## [Dataset records]
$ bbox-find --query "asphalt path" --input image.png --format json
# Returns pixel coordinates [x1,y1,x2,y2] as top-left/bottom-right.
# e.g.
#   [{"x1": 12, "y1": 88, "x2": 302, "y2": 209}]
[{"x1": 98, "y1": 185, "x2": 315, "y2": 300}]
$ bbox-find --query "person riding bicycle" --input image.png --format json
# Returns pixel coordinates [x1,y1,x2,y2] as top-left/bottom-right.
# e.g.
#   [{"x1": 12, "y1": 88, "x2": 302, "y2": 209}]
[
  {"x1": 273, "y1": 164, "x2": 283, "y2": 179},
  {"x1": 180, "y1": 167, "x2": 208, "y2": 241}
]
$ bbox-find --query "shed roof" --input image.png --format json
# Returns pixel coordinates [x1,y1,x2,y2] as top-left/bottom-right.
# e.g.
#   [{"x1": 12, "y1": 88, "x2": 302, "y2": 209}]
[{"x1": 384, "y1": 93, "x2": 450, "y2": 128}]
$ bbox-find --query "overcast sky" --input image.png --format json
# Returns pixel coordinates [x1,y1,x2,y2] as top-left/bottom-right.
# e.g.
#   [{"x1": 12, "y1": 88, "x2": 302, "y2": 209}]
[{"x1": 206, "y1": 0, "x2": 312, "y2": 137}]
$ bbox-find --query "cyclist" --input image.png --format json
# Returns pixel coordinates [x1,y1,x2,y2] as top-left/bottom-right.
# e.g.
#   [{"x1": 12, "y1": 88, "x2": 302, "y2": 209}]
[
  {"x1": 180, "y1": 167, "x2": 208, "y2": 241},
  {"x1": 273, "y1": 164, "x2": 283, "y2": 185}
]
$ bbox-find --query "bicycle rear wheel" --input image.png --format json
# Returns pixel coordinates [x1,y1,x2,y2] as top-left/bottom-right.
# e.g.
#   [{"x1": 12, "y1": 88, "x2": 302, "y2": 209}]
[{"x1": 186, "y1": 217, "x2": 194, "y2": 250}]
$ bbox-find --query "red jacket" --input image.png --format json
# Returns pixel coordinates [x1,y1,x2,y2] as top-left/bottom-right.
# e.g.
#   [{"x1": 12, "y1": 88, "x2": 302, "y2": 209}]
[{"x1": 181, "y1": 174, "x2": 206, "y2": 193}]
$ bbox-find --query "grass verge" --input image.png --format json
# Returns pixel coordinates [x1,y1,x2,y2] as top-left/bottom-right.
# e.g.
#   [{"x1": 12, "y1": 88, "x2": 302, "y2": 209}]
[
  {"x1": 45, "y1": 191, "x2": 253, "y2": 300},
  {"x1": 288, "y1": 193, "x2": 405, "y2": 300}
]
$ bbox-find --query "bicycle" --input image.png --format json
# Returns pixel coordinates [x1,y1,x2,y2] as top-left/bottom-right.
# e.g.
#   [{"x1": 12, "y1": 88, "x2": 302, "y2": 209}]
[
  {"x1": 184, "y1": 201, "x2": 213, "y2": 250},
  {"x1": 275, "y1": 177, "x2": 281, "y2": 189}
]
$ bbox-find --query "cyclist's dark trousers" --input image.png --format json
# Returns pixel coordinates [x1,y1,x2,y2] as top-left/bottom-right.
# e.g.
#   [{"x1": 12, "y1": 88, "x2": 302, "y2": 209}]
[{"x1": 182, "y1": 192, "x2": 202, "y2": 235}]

## [Job]
Please tally the lines of the material above that contain the string "bicycle", counting case as significant, and reply with only the number.

## [Reply]
3